__Requirements__: Pick out every line in the records that contains the word "picture", matching case exactly.

__Input data__:
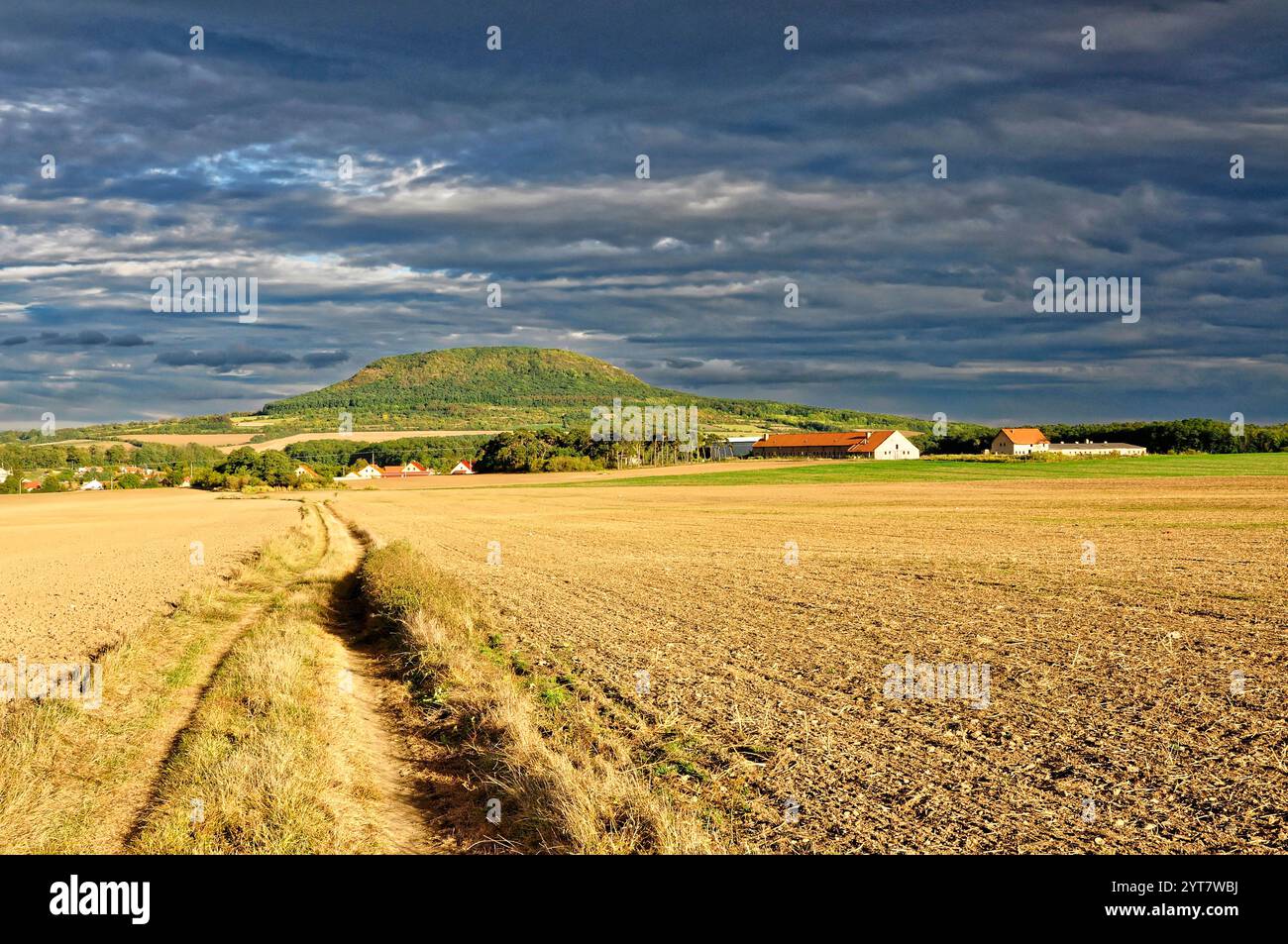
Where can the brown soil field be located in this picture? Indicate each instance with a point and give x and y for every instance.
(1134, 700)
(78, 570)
==
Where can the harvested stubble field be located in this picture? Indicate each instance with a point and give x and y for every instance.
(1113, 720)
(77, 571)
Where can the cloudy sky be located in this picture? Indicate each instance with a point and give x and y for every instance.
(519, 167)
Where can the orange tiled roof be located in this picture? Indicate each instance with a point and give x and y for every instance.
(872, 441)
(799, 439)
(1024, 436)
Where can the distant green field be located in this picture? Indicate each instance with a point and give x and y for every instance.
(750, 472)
---
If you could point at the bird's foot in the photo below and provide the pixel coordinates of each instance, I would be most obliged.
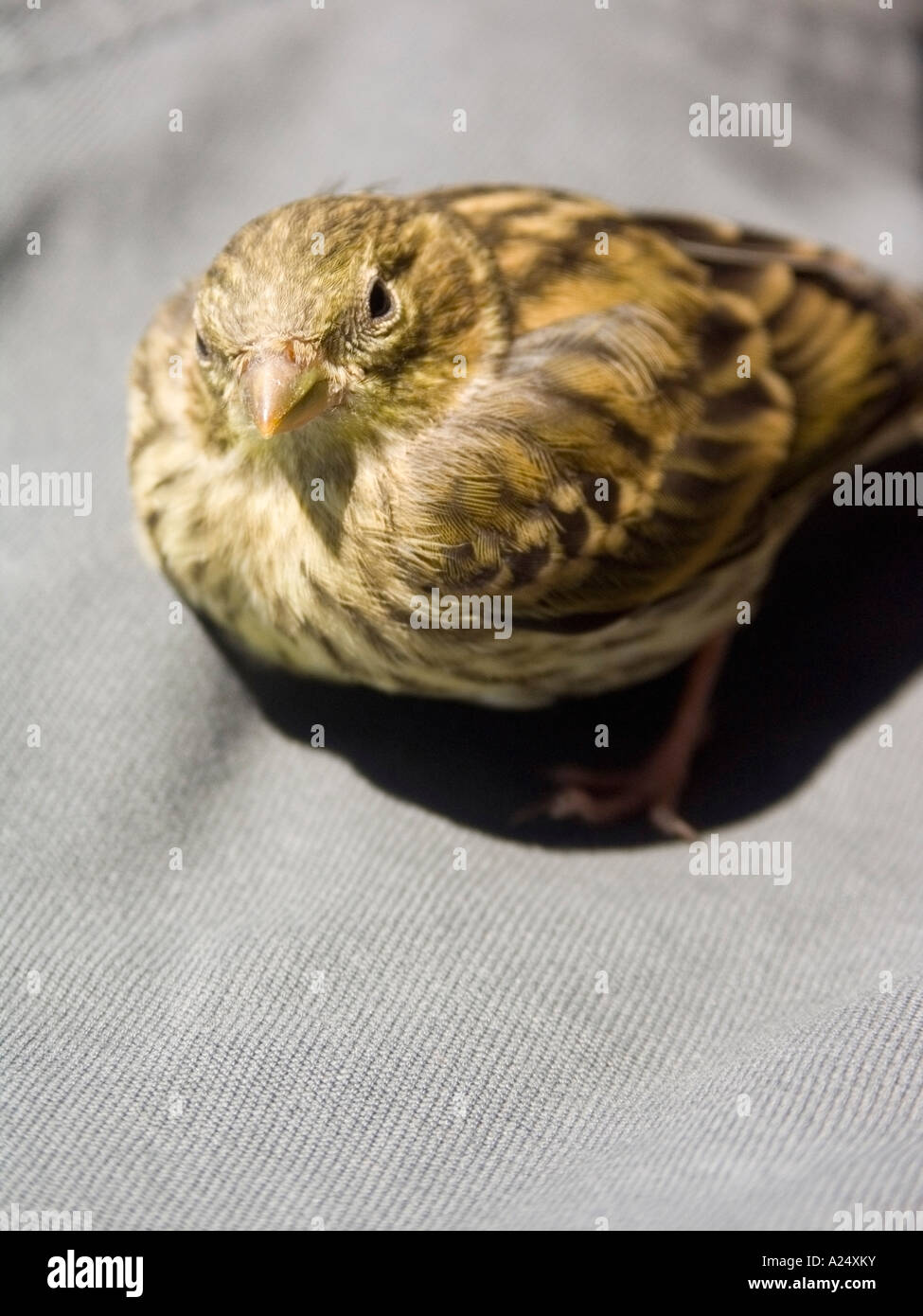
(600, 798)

__Solution to this exercise__:
Where can the brown soil field be located in this picture? Indicate each instance with a point and give x and y for every instance.
Where can the harvested stubble field be located in this picture? Indicate each instance with a point and give x and y for every instance.
Where can the cloudy sky be located in this picture? Indicate each instance with a point and give x and y for every instance.
Where can the orange tiled roof be located in this picture? Indicate each instance with a point and give x and y for every instance.
Where can the distant green field be located in this picture? Indicate each instance with a point and give x and y for every instance.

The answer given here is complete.